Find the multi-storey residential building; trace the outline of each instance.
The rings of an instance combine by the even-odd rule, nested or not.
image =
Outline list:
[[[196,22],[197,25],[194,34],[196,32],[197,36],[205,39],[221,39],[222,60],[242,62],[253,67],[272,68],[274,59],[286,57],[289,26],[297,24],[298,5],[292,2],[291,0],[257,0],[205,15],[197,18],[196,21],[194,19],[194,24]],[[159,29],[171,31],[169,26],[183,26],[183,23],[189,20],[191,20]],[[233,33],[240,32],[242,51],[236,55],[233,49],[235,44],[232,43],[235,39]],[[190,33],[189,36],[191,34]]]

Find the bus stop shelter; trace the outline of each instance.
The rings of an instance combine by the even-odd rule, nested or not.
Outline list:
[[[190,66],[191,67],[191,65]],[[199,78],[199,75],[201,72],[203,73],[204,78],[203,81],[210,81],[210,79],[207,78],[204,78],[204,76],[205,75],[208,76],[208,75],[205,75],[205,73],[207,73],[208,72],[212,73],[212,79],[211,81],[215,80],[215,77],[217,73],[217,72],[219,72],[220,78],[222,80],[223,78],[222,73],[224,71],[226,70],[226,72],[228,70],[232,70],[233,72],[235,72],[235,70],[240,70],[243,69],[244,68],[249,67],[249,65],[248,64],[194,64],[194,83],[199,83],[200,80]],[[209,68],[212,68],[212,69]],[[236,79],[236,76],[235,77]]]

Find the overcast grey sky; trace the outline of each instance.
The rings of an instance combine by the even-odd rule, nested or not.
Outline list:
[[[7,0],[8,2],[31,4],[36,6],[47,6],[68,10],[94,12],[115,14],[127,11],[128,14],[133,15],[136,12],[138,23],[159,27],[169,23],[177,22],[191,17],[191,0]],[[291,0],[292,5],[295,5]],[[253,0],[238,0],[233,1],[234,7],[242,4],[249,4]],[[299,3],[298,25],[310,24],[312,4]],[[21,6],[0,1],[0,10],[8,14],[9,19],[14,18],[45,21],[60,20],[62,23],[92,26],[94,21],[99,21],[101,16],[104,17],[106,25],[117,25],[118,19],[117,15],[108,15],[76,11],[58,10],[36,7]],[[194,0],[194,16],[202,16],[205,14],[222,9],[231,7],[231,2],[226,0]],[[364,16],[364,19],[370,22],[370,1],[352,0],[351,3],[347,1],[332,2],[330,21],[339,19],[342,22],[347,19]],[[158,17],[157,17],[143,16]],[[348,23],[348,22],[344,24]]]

TRABAJO REQUERIDO: Reproduce el material desde la línea que contiene "Find the bus" hasta el final, ambos extremos incluidos y con las consignas tal cual. En las respuestas, desplaza cada coordenada de los vértices de los contornos sumándole 72.

LA RESPUESTA:
Find the bus stop shelter; trace the outline of each instance.
The rings of an instance combine by the even-odd rule, nested or not.
Outline list:
[[[262,138],[263,139],[263,137]],[[271,150],[271,147],[273,144],[275,145],[276,150],[275,153],[282,153],[282,151],[279,150],[276,150],[276,148],[277,147],[280,148],[280,147],[277,147],[277,145],[279,145],[280,144],[284,145],[284,151],[283,153],[287,152],[287,149],[289,145],[289,144],[291,144],[292,150],[294,152],[295,150],[294,145],[296,143],[298,142],[298,144],[300,142],[304,142],[305,144],[307,144],[307,142],[312,142],[315,141],[316,140],[321,139],[321,137],[320,136],[266,136],[266,155],[271,155],[272,152]],[[281,140],[284,140],[284,141]],[[308,151],[308,148],[307,149]]]

Find the overcast grey sky; trace the outline of each instance.
The rings of an instance combine by the even-odd rule, nested or not.
Outline list:
[[[79,72],[80,74],[103,76],[108,78],[119,78],[140,82],[166,84],[187,86],[199,83],[200,86],[205,87],[208,84],[210,95],[231,99],[241,95],[249,94],[263,89],[263,72]],[[363,72],[364,77],[367,77]],[[325,72],[310,72],[305,73],[306,79],[314,76],[321,76]],[[371,75],[370,97],[382,96],[384,76]],[[93,78],[72,73],[72,82],[80,86],[81,91],[86,90],[117,93],[132,92],[134,95],[164,98],[166,93],[171,93],[173,88],[176,89],[178,97],[189,97],[190,91],[189,87],[180,87],[148,83],[130,82],[108,79]],[[266,72],[266,88],[274,88],[277,86],[294,81],[303,79],[303,74],[298,72]],[[436,88],[436,91],[442,94],[442,73],[424,72],[423,75],[419,73],[404,74],[402,93],[411,91],[414,94],[419,91]],[[230,89],[229,89],[215,88]],[[420,95],[420,94],[416,96]]]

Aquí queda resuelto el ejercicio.